Kutipan Dokumen:
==*==

Sentra hortikultura tersebar di 23 provinsi. Rencananya, 32 dari 66 sentra yang ada bakal dikembangkan pemerintah menjadi kawasan terintegrasi.
Kawasan sentra sayuran terbentuk lantaran agroklimat suatu daerah memang cocok untuk berbisnis sayuran. Tidak diketahui jelas kapan dan melalui apa terbentuknya suatu kawasan tersebut. Yang jelas, aktivitas bisnis hortikultura sayuran di suatu kawasan yang terintegrasi akan membuat usaha petani semakin maju dan kesejahteraannya meningkat.
Atas dasar pemikiran itu, Ditjen Hortikultura, Deptan, mencanangkan program pengembangan hortikultura berbasis kawasan yang sebenarnya. Menurut Dirjen Hortikultura Ahmad Dimyati, kawasan agribisnis hortikultura merupakan suatu ruang yang dipagari batas ekosistem dan disatukan oleh fasilitas infrastruktur ekonomi yang sama. Sehingga membentuk kawasan yang berisi berbagai usaha berbasis hortikultura, mulai dari penyediaan sarana produksi, budidaya, penanganan dan pengolahan pascapanen, pemasaran, serta kegiatan pendukung lainnya.
Mendongkrak Produksi
Kawasan agribisnis sayuran yang sudah terbentuk secara alamiah di antaranya adalah Lembang dan Pangalengan di Bandung, Jabar, dengan komoditas utama kentang, paprika, kubis, wortel, buncis, dan tomat. Sementara Berastagi di Karo, Sumut, menghasilkan kentang, kubis, tomat, kembang kol, buncis, dan cabai. Di Jateng ada Dieng di Wonosobo dan Banjarnegara, dengan komoditas unggulannya kentang, serta Brebes untuk bawang merah.

==*==

Ubah paragraf artikel sentra hortikultura yang diawali "Kawasan agribisnis sayuran yang sudah terbentuk" menjadi daftar butir. Sertakan setiap kawasan beserta komoditasnya.

==*==

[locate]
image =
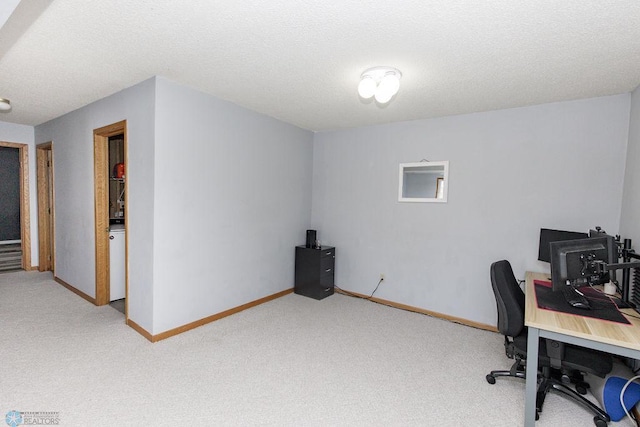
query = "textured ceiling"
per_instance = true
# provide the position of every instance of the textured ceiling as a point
(300, 61)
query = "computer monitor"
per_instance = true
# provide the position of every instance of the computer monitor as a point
(574, 262)
(548, 235)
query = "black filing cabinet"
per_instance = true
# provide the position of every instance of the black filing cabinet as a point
(315, 271)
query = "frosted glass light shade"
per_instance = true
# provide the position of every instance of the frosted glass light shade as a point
(381, 82)
(5, 104)
(367, 87)
(388, 87)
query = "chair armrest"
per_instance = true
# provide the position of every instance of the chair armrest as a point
(555, 351)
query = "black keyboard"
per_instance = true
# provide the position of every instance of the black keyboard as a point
(574, 298)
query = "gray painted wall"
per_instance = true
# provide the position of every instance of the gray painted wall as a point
(72, 136)
(22, 134)
(511, 172)
(630, 218)
(232, 199)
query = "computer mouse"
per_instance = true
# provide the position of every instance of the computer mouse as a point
(580, 304)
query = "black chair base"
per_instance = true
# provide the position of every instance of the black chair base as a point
(548, 383)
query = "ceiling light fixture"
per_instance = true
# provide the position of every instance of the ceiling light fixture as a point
(381, 82)
(5, 104)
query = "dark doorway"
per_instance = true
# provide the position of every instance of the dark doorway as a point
(10, 236)
(9, 194)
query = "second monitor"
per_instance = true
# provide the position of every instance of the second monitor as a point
(574, 262)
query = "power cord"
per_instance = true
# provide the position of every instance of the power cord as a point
(361, 296)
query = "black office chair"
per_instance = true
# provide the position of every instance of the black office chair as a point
(556, 360)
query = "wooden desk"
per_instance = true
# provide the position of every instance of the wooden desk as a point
(615, 338)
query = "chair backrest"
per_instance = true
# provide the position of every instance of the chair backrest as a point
(509, 299)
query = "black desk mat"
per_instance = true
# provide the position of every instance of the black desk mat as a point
(601, 305)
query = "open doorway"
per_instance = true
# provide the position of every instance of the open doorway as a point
(46, 205)
(15, 237)
(110, 180)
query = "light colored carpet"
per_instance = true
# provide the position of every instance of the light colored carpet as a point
(293, 361)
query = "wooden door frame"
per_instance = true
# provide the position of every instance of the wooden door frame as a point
(46, 207)
(25, 229)
(101, 191)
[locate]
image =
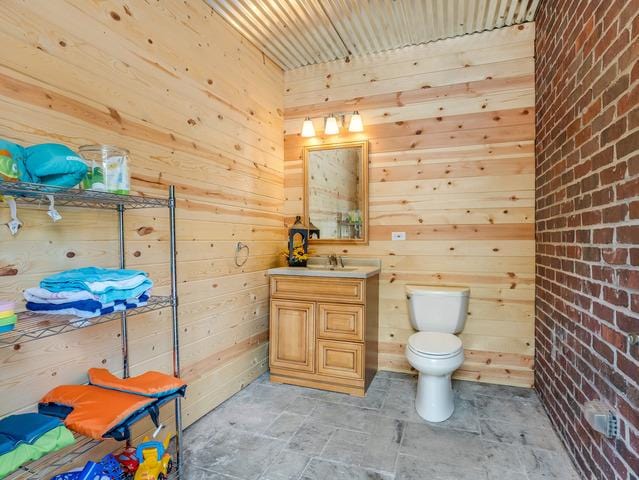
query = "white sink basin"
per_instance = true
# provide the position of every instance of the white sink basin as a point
(331, 269)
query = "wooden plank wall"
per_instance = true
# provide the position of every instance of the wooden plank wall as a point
(198, 107)
(451, 132)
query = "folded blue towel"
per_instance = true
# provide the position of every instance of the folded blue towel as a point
(80, 278)
(107, 284)
(88, 308)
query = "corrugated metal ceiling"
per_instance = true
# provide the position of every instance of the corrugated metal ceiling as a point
(295, 33)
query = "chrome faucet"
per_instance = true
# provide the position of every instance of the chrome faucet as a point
(333, 259)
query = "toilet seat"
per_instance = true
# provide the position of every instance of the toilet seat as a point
(435, 344)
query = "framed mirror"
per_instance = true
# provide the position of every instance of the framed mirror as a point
(336, 192)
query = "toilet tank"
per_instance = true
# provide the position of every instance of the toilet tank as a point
(437, 308)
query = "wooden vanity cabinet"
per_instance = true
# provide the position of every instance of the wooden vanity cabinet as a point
(323, 332)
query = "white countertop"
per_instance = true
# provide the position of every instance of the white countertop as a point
(318, 267)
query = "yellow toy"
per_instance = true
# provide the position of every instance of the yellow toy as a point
(155, 462)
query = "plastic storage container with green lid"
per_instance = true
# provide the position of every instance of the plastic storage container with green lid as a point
(108, 168)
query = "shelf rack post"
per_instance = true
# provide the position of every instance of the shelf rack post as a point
(123, 319)
(176, 336)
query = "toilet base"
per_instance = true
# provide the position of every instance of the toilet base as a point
(435, 400)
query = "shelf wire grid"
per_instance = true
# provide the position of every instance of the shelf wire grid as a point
(36, 325)
(36, 194)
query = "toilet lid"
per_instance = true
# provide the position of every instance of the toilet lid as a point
(435, 343)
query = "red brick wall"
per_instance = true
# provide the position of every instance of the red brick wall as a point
(587, 120)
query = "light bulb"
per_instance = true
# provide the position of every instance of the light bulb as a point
(356, 124)
(308, 130)
(330, 127)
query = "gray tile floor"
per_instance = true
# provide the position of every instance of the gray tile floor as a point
(283, 432)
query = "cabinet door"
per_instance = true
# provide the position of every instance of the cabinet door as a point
(340, 321)
(292, 335)
(340, 359)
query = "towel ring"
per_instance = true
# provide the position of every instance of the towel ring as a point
(238, 248)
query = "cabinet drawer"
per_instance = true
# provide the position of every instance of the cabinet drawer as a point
(340, 359)
(349, 290)
(340, 321)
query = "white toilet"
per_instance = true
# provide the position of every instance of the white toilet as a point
(437, 313)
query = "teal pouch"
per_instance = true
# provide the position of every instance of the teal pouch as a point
(54, 164)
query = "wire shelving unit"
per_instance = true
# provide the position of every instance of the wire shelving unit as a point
(33, 326)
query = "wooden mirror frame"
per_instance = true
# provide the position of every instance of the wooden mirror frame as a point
(364, 185)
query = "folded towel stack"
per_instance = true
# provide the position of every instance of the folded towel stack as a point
(7, 316)
(90, 292)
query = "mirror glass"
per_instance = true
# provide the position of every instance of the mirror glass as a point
(336, 192)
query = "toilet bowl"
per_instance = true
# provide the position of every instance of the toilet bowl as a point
(435, 356)
(434, 351)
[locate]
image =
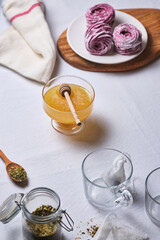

==*==

Jawaban:
Kawasan agribisnis sayuran yang terbentuk secara alamiah:
- Lembang dan Pangalengan (Bandung, Jabar): kentang, paprika, kubis, wortel, buncis, tomat
- Berastagi (Karo, Sumut): kentang, kubis, tomat, kembang kol, buncis, cabai
- Dieng (Wonosobo dan Banjarnegara, Jateng): kentang sebagai komoditas unggulan
- Brebes (Jateng): bawang merah